(Entries for labeling bounding boxes)
— START —

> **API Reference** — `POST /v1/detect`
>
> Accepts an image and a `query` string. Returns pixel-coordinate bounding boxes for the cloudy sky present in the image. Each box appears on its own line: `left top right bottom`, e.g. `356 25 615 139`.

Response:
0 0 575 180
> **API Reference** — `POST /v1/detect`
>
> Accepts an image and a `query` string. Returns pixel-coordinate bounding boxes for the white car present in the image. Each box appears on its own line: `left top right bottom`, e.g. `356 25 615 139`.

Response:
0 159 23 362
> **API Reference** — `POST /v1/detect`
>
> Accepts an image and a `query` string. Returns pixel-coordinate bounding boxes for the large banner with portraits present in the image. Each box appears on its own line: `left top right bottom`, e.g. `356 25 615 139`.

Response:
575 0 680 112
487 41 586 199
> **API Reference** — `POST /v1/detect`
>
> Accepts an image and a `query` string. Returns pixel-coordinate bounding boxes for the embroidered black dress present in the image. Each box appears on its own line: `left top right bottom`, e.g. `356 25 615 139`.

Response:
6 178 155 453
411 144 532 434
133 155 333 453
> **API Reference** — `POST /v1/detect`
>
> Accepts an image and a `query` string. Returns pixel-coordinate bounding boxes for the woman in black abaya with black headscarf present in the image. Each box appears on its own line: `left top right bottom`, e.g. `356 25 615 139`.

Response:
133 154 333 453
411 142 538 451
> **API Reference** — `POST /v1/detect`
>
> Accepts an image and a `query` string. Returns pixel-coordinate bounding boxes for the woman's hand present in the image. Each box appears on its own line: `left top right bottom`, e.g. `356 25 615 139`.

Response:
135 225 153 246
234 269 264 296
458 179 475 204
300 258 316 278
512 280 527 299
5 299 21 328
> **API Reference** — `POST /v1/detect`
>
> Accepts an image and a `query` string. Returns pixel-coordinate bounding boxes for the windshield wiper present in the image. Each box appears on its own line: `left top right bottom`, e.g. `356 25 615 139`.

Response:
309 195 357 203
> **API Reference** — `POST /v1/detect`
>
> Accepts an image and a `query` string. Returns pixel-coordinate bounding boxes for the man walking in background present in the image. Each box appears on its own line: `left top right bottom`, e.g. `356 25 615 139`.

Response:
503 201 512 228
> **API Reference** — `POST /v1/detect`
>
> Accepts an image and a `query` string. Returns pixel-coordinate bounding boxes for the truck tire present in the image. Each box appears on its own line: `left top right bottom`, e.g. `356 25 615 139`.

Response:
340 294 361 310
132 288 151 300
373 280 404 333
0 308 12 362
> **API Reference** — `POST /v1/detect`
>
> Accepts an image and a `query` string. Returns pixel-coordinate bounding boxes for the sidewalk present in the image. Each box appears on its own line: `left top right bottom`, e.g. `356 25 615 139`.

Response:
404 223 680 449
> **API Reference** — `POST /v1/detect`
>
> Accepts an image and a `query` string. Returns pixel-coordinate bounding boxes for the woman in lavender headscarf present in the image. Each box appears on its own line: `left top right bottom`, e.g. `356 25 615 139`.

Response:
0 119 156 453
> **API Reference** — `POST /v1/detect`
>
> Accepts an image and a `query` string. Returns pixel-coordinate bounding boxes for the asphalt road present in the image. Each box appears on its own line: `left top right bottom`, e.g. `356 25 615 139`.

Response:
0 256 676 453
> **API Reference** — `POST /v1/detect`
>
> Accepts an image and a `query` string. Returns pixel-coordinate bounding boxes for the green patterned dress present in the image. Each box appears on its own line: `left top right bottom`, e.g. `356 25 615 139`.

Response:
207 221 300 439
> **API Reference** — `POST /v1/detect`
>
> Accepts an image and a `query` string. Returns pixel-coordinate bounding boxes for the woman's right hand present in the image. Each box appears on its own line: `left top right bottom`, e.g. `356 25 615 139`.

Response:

— END —

◆ WORK TO BE COMPLETED:
Pull out each line of the records above that contains the string "woman". Case matters, so count only lines where the capitalization matches.

◆ OUTPUT BELOW:
> Accepts an image and a `query` string. Returns pixel-coordinate bounding boxes for the woman in black abaya with black headscarf present in the image. Each box appears on its own line: `left top right bottom`, e.g. `356 25 615 139`.
> Accepts an image and a `query` string. Returns pixel-coordinate bounding boxes for the woman's hand present in the image. Each box appears on its own line: `left top right bottom`, e.g. `356 25 615 139`.
> Accepts an image and a `query` string. Returns pixel-coordinate bounding boxes for the woman in lavender headscarf present in the image. Each box appears on its own line: `left top right bottom`, e.g. `356 25 615 139`.
> Accepts an image and a `query` string. Returns pixel-coordinate bounding boxes for the woman's right hand present in the image. Each box appears on its own line: `left top right bottom`, e.g. `356 25 615 139`.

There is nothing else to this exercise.